[OPIS ZADANIA]: Policz wiersze pozycji poniżej, w których występuje słowo „white”, i podaj wyłącznie tę liczbę.

Dane adnotacji położenia obiektów:
****************************************

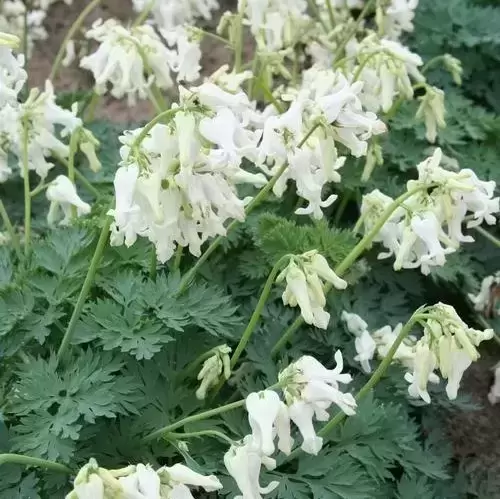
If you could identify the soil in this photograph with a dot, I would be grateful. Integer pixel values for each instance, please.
(475, 435)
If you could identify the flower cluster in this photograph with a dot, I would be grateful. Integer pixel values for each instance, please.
(304, 276)
(326, 110)
(139, 482)
(131, 60)
(447, 344)
(309, 390)
(178, 187)
(386, 68)
(428, 226)
(486, 301)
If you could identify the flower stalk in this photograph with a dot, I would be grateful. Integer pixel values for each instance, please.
(349, 260)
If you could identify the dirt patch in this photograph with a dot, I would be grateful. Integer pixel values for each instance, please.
(476, 435)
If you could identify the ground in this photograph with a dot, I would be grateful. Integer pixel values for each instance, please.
(476, 435)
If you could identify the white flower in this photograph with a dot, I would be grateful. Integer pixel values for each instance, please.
(212, 369)
(243, 462)
(424, 365)
(263, 409)
(310, 389)
(12, 74)
(354, 323)
(432, 111)
(365, 348)
(63, 196)
(128, 60)
(305, 288)
(175, 480)
(178, 188)
(387, 68)
(398, 18)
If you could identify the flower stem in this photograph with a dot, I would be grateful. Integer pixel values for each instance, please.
(73, 144)
(79, 176)
(203, 433)
(238, 49)
(374, 379)
(153, 264)
(33, 461)
(313, 6)
(488, 236)
(10, 230)
(178, 257)
(247, 334)
(70, 34)
(191, 419)
(87, 284)
(344, 266)
(254, 320)
(27, 189)
(261, 196)
(355, 27)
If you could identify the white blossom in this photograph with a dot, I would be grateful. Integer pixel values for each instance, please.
(63, 197)
(483, 300)
(310, 389)
(213, 368)
(387, 69)
(129, 60)
(304, 278)
(432, 111)
(429, 227)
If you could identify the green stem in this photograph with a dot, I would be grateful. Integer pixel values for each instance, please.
(247, 334)
(73, 144)
(33, 461)
(79, 176)
(191, 419)
(10, 229)
(331, 14)
(488, 236)
(142, 17)
(87, 284)
(350, 259)
(261, 196)
(153, 264)
(316, 13)
(431, 63)
(164, 115)
(178, 257)
(342, 206)
(238, 48)
(372, 382)
(355, 27)
(70, 34)
(27, 189)
(202, 433)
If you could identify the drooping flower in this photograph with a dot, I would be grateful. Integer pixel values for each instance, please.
(485, 301)
(432, 111)
(243, 461)
(63, 197)
(310, 389)
(304, 277)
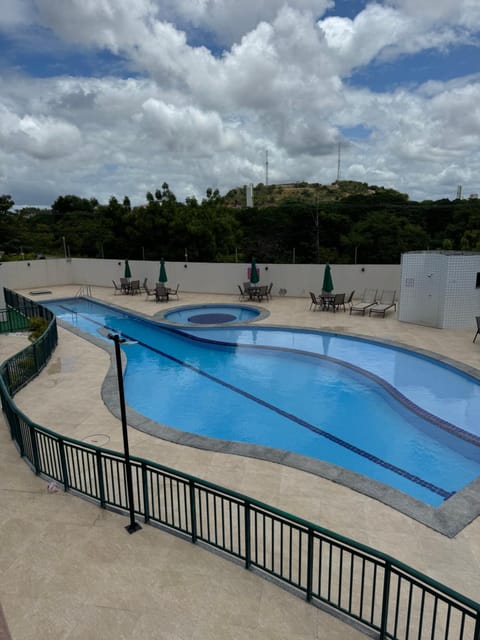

****************************************

[ROZWIĄZANIE PISEMNE]: 2